> **Given instruction**: Pick out every line in the items below that contains the word "hill" and copy each of those lines.
__________
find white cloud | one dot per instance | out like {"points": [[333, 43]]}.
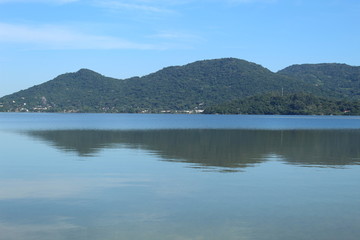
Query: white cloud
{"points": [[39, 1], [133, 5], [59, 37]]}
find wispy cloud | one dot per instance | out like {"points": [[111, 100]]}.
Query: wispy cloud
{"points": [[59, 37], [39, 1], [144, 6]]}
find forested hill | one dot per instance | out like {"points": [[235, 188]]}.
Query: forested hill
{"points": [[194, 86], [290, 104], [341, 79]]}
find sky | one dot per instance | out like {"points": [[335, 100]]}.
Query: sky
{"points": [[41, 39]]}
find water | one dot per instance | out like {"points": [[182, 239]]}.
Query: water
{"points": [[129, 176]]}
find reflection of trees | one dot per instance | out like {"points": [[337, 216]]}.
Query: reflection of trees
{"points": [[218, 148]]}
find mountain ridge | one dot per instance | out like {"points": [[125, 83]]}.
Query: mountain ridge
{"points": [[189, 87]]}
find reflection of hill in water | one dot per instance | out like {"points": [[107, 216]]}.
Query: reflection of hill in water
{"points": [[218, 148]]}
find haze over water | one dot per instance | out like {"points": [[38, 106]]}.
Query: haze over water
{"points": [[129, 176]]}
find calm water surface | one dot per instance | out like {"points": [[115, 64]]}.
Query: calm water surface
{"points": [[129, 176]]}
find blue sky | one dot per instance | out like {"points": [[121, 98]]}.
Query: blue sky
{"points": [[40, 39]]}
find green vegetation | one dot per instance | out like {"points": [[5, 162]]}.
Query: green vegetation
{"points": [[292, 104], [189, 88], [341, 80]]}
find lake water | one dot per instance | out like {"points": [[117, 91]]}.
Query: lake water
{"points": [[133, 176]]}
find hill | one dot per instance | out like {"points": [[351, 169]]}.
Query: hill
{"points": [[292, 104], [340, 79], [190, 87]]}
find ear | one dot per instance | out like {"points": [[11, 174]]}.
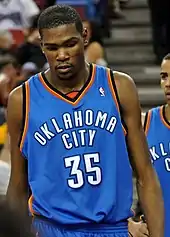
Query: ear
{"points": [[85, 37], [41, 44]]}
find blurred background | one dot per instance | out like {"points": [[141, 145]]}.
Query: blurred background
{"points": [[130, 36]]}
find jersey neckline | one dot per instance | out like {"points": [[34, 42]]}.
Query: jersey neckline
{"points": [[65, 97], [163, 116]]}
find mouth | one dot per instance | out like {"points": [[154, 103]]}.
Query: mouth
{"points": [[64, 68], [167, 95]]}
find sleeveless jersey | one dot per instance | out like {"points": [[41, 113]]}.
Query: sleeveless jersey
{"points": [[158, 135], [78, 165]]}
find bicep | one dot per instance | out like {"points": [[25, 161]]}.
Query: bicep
__________
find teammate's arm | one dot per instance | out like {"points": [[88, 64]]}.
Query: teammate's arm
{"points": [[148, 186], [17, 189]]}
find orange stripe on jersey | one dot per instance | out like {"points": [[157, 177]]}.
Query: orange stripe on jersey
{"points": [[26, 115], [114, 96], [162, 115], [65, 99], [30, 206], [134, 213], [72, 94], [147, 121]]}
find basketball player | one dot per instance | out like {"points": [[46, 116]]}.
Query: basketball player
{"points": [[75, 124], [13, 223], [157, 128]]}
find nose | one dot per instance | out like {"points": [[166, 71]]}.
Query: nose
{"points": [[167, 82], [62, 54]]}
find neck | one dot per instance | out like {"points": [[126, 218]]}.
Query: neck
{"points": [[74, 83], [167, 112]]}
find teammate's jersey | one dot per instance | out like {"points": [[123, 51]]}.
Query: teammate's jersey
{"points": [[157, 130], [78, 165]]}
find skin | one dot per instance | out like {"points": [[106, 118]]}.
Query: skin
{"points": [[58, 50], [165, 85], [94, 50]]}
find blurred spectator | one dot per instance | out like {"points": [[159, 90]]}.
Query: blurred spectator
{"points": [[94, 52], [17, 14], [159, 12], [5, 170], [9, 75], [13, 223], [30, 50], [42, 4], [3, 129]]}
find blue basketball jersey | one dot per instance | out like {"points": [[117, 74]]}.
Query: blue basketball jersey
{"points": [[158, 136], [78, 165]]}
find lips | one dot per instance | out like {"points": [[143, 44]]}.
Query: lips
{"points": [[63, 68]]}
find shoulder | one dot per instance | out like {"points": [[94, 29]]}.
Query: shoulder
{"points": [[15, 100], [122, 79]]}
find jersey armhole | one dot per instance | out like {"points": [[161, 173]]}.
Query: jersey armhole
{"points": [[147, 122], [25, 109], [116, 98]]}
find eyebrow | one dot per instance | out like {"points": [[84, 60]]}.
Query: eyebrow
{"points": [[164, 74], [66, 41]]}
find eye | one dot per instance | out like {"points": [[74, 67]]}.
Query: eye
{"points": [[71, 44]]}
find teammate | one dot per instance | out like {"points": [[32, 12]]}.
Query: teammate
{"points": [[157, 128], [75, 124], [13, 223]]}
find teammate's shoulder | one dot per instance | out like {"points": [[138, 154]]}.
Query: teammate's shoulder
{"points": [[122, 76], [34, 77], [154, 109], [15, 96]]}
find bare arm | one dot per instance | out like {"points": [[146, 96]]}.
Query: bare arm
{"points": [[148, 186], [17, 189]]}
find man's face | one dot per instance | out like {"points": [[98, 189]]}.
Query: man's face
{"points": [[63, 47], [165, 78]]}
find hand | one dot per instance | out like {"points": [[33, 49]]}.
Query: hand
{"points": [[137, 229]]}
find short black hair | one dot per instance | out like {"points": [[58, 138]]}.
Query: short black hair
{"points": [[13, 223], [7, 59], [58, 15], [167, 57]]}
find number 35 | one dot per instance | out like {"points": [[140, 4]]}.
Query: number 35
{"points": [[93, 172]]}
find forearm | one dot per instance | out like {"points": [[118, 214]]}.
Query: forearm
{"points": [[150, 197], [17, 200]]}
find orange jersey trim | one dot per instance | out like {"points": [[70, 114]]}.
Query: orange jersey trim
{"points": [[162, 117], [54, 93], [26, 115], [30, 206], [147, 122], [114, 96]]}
__________
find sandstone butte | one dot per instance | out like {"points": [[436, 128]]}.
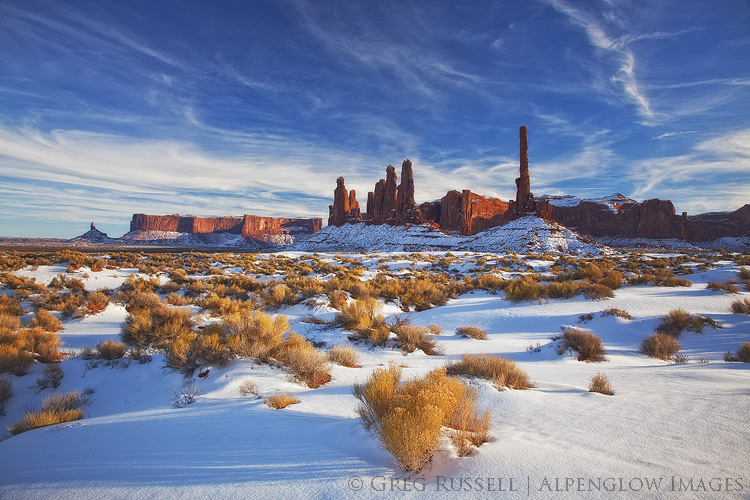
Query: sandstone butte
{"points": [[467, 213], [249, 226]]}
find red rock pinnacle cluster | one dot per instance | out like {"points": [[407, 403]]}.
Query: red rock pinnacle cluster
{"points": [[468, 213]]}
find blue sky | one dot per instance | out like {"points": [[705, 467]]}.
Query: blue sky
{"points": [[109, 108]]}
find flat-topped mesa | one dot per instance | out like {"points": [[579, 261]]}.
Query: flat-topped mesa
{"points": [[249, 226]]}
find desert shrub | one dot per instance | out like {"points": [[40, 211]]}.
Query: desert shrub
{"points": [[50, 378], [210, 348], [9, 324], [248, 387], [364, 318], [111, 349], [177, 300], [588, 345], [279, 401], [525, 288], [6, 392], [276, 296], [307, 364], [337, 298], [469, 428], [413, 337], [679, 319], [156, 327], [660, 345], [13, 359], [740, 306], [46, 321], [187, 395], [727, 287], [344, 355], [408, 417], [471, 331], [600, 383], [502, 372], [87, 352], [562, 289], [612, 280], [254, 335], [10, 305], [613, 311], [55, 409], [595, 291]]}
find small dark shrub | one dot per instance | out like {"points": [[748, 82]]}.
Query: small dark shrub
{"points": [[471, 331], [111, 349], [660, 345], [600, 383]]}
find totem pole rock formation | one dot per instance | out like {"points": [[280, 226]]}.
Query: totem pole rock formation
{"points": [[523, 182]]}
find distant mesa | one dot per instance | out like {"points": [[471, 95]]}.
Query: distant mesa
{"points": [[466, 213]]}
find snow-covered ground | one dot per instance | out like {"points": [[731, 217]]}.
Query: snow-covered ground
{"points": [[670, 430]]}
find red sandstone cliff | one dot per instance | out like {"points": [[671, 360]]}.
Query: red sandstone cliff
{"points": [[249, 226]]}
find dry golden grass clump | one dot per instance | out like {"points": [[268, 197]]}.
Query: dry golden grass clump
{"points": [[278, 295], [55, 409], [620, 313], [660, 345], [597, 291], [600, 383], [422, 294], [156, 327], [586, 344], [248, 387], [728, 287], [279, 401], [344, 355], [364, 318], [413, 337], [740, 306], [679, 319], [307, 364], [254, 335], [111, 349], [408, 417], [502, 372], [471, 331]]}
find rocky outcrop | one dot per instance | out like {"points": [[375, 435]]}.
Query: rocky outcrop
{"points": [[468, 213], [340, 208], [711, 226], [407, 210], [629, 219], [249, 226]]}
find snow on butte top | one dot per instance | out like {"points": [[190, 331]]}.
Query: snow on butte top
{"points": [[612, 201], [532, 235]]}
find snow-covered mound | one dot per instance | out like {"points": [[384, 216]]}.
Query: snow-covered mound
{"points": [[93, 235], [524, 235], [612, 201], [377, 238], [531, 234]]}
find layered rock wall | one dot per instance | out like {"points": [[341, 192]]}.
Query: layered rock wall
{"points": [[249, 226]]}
__________
> **Written response**:
find forested hill | one dot per instance | out like {"points": [[235, 188]]}.
Query: forested hill
find reflection of hill in water | one dot per instance | out like {"points": [[107, 216]]}.
Query: reflection of hill in water
find hill | one dot per instance | out like {"points": [[351, 169]]}.
Query: hill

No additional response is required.